#### Passage for review ####

Ahead of an advisory panel meeting tomorrow, staffers at the US Food and Drug Administration have said that Amgen’s new blood-clotting drug Nplate appears to be effective but have also highlighted certain safety concerns.

Amgen’s injectable Nplate (romiplostim) will be reviewed by the FDA’s Oncologic Drugs Advisory Committee tomorrow and is hoping to get approval for the product as a treatment for chronic immune thrombocytopaenia purpura. ITP is a rare blood disorder characterised by increased platelet destruction or inadequate platelet production in the blood, which causes an increased risk of bruising and bleeding.

The FDA staffers said that there is currently a significant unmet medical need in treating patients with ITP who have not responded to other treatments, which include low-dose corticoteroids and removal of the spleen and Nplate seems to be safe and effective. However the reviewers added that they had concerns about the product, including an increase in bone marrow fibres known as reticulin, an increase in blood clots and the development of resistance to the treatment.

In addition, the FDA staff also wondered whether the compound may cause or contribute to other blood disorders, such as leukaemia, due to its mechanism of action. The agency noted that 14 of 204 patients had dangerous blood clots after beginning treatment with Nplate, and that risk could increase after patients stop taking the treatment, though the studies filed by Amgen have not yet addressed the issue.

Nevertheless, Amgen, says that the benefit-risk ratio for Nplate "provides a strong basis for regulatory approval" and analysts believe that it could become a $500 million a year product. Michael King of Rodman & Renshaw issued a research note saying that the odds of approval are around 60% in Amgen’s favour.

#### Supplied information ####

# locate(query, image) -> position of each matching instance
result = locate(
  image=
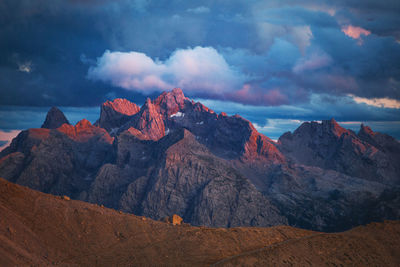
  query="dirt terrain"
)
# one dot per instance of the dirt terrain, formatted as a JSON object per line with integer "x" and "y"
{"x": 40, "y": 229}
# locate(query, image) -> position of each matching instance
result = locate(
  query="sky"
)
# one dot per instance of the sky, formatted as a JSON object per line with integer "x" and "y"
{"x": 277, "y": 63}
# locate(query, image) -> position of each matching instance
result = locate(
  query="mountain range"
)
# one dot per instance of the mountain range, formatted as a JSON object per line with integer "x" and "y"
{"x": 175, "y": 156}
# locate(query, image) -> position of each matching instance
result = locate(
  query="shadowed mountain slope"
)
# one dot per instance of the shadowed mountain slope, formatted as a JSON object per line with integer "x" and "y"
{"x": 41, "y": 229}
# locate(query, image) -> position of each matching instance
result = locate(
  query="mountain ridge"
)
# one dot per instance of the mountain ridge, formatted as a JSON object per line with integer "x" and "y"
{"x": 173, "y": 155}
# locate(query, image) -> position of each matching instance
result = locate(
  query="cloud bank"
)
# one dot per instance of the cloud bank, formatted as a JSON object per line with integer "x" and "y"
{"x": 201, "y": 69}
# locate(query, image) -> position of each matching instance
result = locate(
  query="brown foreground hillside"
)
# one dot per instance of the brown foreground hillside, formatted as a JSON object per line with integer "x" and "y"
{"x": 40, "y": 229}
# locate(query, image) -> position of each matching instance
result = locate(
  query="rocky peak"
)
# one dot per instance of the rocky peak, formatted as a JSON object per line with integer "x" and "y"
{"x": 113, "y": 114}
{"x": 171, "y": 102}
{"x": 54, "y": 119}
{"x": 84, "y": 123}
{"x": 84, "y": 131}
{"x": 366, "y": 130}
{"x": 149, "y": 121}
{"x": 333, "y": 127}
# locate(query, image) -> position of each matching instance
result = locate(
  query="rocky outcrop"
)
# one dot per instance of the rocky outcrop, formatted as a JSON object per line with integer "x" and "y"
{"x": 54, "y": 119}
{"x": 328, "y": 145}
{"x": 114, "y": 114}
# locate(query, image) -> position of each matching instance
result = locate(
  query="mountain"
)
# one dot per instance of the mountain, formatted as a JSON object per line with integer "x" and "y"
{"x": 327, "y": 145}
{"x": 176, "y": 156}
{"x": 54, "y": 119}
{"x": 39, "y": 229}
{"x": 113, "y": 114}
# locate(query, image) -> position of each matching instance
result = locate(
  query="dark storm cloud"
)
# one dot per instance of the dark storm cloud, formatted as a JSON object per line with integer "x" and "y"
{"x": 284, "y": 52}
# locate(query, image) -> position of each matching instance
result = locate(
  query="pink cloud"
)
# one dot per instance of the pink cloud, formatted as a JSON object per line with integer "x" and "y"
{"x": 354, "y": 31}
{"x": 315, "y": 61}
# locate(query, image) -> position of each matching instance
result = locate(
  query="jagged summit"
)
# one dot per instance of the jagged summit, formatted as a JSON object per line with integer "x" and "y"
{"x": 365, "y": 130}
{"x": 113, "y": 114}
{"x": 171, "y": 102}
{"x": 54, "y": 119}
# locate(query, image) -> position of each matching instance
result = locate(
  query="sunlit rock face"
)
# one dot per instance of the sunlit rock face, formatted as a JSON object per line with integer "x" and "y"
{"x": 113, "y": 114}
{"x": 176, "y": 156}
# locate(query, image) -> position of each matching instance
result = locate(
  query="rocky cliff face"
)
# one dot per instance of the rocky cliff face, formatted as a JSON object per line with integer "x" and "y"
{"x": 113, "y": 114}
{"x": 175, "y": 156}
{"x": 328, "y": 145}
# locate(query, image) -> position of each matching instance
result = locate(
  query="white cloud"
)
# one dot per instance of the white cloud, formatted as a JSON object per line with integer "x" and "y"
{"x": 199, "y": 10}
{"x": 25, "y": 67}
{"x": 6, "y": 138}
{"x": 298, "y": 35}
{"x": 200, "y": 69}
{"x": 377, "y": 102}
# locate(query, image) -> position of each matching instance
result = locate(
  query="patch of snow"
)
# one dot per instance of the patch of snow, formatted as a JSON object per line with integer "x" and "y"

####

## Task description
According to the Nplate article, how many patients had dangerous blood clots after beginning treatment with the drug?

## The completed task
14 of 204 patients